# Any grade horses in the nfr?



## MeganJoey57 (Aug 1, 2012)

Random question: Has there ever recently been any unregistered horses compete in the nfr? Specifically barrel racing? Very interested and would love to know! It'd be amazing if there was. It seems like there is no hope for those horses with no papers. :think: :?


----------



## TexasBlaze (Oct 4, 2010)

Molly Powell's horse "Pecan" was Welsh/TB cross

Collette Bair went on Suak. He was bred to be a barrel horse but his mom had no papers. Of course she-Sugar Babe- went to the nfr and his dad Joak went to the nfr so no surprise that Suak was great. That is two more for you-SugarBabe and Suak 


Quoted from another forum =3


----------



## QHriderKE (Aug 3, 2011)

That is a good question. I seriously doubt it though, if a rider has enough money to haul to all of the rodeos and make it to the NFR, they probably aren't gonna be riding a grade.


----------



## TexasBlaze (Oct 4, 2010)

QHriderKE said:


> That is a good question. I seriously doubt it though, if a rider has enough money to haul to all of the rodeos and make it to the NFR, they probably aren't gonna be riding a grade.


I respectfully disagree here. I have four horses.. three registered and one grade but if i were forced right now to go to a horse show and could only bring one it would be my grade as he's got the best mind out of all of them. He just works for me best.


----------



## waresbear (Jun 18, 2011)

I am not well versed in barrel racing, but I was watching Calgary Stampede, richest pay out of all, day money & $100,000. Not one barrel horse was grade.


----------



## AtokaGhosthorse (Oct 17, 2016)

Interesting question and not one google fu easily answers. I know a LOT of local horses that are grade and are spectacular at what they do in terms of ranch work by day and moonlight as ropers and barrel racers on the weekend... but at a national level? I've not heard of any.


----------



## SandraCanRun (Nov 28, 2020)

waresbear said:


> I am not well versed in barrel racing, but I was watching Calgary Stampede, richest pay out of all, day money & $100,000. Not one barrel horse was grade.
> 
> The Official Site of Molly Powell // WPRA Barrel Racer // Million Dollar Cowgirl


----------



## SandraCanRun (Nov 28, 2020)

AtokaGhosthorse said:


> Interesting question and not one google fu easily answers. I know a LOT of local horses that are grade and are spectacular at what they do in terms of ranch work by day and moonlight as ropers and barrel racers on the weekend... but at a national level? I've not heard of any.


The Official Site of Molly Powell // WPRA Barrel Racer // Million Dollar Cowgirl 

Rode not one but three grade horses to the NFR- 10 time NFR qualifier....


----------



## boots (Jan 16, 2012)

MOD NOTE: Closed.

Very old thread. Also resurrected in the Barrel Racing sub-forum.


----------

[Data to use]:

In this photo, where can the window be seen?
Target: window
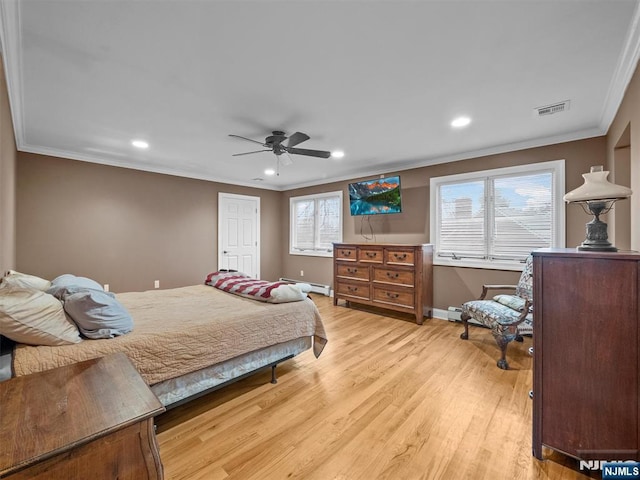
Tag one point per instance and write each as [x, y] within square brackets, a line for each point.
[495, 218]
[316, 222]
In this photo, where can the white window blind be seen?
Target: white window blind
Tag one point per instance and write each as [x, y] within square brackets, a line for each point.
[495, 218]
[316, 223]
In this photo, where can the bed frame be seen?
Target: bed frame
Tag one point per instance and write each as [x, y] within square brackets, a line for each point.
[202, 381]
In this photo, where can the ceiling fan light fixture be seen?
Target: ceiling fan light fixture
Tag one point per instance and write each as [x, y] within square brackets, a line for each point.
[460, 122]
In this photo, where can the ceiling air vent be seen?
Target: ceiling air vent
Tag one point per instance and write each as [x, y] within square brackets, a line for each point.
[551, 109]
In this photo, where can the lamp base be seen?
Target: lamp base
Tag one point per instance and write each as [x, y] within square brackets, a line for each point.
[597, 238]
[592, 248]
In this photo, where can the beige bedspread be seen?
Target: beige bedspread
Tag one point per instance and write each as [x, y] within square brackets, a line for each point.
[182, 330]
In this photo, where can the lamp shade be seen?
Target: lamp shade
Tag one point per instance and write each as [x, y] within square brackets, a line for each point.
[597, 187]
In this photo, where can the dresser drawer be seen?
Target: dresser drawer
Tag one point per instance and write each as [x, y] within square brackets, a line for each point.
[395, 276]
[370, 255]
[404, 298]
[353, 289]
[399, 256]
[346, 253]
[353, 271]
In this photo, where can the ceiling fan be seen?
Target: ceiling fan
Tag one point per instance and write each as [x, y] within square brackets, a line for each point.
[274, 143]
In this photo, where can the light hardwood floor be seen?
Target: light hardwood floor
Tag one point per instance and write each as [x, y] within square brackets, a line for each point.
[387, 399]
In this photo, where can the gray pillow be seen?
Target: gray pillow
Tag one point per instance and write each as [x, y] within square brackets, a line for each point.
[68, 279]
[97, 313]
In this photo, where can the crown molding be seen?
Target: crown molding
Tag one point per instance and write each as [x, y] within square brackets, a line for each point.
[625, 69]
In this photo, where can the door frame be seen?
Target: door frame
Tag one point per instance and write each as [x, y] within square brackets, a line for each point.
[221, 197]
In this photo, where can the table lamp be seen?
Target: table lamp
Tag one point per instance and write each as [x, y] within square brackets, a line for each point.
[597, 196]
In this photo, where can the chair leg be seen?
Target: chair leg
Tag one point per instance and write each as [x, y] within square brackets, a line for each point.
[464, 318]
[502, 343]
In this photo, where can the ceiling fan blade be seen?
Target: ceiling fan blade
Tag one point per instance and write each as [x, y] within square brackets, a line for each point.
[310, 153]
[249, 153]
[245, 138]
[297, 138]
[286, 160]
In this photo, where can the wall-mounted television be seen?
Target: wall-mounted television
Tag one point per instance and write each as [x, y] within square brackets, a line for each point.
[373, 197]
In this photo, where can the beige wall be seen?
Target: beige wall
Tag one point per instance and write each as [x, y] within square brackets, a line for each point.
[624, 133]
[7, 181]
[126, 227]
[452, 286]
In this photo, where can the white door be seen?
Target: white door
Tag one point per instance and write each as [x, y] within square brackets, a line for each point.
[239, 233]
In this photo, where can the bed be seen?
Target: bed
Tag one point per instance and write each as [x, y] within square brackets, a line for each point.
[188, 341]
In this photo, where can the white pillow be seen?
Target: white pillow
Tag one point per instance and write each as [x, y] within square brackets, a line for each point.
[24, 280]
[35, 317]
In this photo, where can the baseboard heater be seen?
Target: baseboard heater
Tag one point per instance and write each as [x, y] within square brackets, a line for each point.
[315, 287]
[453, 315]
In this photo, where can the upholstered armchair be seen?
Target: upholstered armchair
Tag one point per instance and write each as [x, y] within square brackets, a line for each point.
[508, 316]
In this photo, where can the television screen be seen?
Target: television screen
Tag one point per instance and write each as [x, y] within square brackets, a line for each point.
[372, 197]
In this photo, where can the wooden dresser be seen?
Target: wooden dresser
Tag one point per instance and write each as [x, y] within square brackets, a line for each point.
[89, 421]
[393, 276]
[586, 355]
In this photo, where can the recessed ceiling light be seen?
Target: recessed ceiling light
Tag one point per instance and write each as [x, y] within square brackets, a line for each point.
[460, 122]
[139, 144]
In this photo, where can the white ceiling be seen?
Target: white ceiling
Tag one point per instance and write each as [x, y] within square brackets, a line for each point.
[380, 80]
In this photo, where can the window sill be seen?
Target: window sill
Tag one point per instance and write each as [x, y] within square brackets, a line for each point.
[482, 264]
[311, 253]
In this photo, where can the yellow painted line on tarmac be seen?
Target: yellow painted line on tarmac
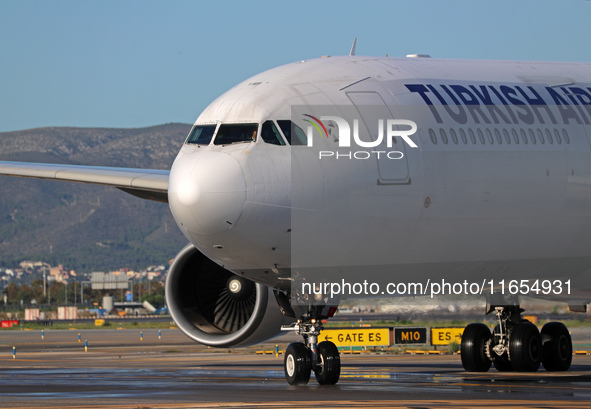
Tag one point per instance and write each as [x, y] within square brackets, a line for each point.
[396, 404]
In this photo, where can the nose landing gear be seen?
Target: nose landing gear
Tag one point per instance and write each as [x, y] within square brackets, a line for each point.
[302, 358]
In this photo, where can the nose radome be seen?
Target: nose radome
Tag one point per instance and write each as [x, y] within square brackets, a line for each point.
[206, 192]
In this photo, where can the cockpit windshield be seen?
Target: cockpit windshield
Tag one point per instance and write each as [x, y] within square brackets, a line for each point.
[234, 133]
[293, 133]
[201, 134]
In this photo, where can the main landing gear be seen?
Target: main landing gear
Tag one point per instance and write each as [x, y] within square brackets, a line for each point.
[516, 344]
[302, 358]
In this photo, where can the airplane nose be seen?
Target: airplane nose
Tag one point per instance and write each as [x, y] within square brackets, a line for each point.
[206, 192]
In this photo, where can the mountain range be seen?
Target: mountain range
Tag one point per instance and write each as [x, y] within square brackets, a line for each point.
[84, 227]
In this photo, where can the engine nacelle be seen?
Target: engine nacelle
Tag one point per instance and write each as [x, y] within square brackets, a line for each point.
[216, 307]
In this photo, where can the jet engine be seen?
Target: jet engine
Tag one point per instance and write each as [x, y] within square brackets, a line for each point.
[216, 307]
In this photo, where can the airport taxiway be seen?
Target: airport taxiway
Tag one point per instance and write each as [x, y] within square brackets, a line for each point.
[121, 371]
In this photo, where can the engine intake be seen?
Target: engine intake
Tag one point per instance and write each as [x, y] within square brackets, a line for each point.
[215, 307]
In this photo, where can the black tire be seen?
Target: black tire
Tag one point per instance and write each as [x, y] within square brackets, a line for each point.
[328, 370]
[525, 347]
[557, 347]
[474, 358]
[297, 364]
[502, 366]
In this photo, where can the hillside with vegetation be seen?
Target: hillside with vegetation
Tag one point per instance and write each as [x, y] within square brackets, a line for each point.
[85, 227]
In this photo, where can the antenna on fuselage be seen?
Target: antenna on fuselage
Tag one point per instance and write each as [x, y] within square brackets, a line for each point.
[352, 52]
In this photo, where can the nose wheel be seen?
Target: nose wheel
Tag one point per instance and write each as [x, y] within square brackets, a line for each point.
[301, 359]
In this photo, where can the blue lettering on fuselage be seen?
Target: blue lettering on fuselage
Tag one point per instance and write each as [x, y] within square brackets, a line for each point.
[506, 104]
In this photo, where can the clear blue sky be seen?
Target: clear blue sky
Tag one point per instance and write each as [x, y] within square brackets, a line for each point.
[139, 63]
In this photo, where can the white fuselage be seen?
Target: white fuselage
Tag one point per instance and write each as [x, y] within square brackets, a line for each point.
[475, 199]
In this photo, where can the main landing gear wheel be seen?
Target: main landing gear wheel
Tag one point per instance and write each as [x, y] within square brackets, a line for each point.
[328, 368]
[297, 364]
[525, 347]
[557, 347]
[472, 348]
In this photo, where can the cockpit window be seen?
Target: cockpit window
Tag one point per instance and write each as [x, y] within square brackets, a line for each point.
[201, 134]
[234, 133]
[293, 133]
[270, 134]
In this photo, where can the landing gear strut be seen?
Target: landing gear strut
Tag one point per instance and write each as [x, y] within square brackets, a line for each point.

[Problems]:
- 1) In the forum thread on grade horses, what breed cross was Molly Powell's horse "Pecan"?
- 2) Extract each line of the listing that contains the word "intake".

[Answers for the tasks]:
- 1) Welsh/TB cross

- 2)
In this photo, where can the engine intake be seen?
Target: engine intake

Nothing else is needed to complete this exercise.